== Provided text

Should Inherent Jurisdiction be Exercised to Grant the Relief Sought
[48] The substantive question, therefore, is whether I should exercise this jurisdiction. I am satisfied that I should, on terms as have been agreed by the parties following submissions and questions I posed.
[49] I observe a number of factors in addition to those noted above.
[50] Canada’s money laundering laws, and in particular the Act and the Criminal Code, are intended to prevent the transfer or disposition of proceeds of crime and “money laundering”. I am satisfied on the record here that such is not the intent of the Applicant. On the contrary, this Application itself is evidence of the efforts of the Applicant to balance its obligations owed on the one hand under the relevant statutory provisions and to the relevant regulators, with its obligations owed to its clients on the other hand.
[51] This is clear from the Affidavit of Mr. Phillips, the Chief Executive Officer, Chief Investment Officer and Chief Compliance Officer of East West.
[52] The accounts of Higgins and the Foundation respectively were properly opened. Discretionary investment management agreements were properly executed. Deposits were made by Higgins into his account, and deposits were made by the Foundation into its account.

====

● Set tasks
1. Answer these questions using the excerpt on inherent jurisdiction, one line each:
(a) Which two laws does it name as Canada's money laundering laws?
(b) What three offices does Mr. Phillips hold at East West?
(c) What kind of agreements were properly executed?
2. Summarize the excerpt on inherent jurisdiction in two sentences.
3. Extend the excerpt on inherent jurisdiction, starting after its final sentence.

== Raw data

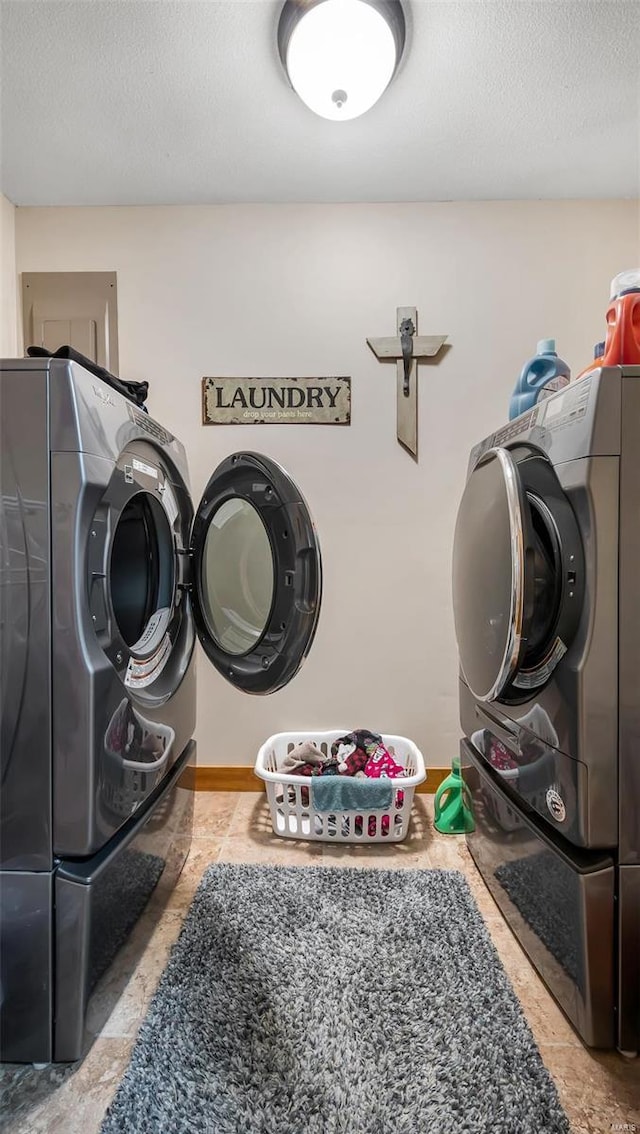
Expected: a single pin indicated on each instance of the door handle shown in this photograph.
(505, 734)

====

● The answers
1.
(a) The Act and the Criminal Code.
(b) Chief Executive Officer, Chief Investment Officer and Chief Compliance Officer.
(c) Discretionary investment management agreements.

2. The court decides to exercise its inherent jurisdiction on terms agreed by the parties, finding on the record that the Applicant does not intend to transfer or dispose of proceeds of crime or to launder money. Instead, the Application shows the Applicant balancing its statutory and regulatory obligations against its obligations to clients, and the accounts of Higgins and the Foundation were properly opened, with discretionary investment management agreements properly executed and deposits made into each account.

3.
[53] In October 2022, East West became aware of an imminent conviction in Germany of former executives of Maple Bank for criminal tax fraud. East West obtained this knowledge from a Bloomberg article. That article referred to prosecutions of individuals, including Maple Bank’s former CEO, in which participation by Maple Bank in “cum-ex” trading constituted criminal tax fraud.
[54] “Cum-ex” (Latin for “with without”) trading involved exploiting an interpretation of the relevant tax code that appeared to let multiple people claim ownership of the same stock and, importantly, the right to a refund of taxes withheld from dividends. This enabled more than one investor to claim a refund on a tax that was paid only once.
[55] Maple Bank’s former CEO and other Maple Bank executives were convicted and sentenced on November 7, 2022 in Germany. A second Bloomberg article reported on those criminal convictions.
[56] Armed with this knowledge, East West conducted further inquiries with respect to how Maple Bank and Maple Financial were implicated in the cum-ex trading activity, all of which are set out in the Phillips Affidavit.
[57] Through open-source information, the Applicant also learned that three major Canadian shareholders of Maple Financial had entered into settlements with the German tax authorities that involved the voluntary repayment of a portion of the proceeds they received as shareholders attributable to cum-ex trading by Maple Bank.
[58] All of this led East West to conclude that it had reasonable grounds to suspect that the funds on deposit in the relevant accounts may include, in part, proceeds of illegal cum-ex trading by Maple Bank. Accordingly, it took the steps described above.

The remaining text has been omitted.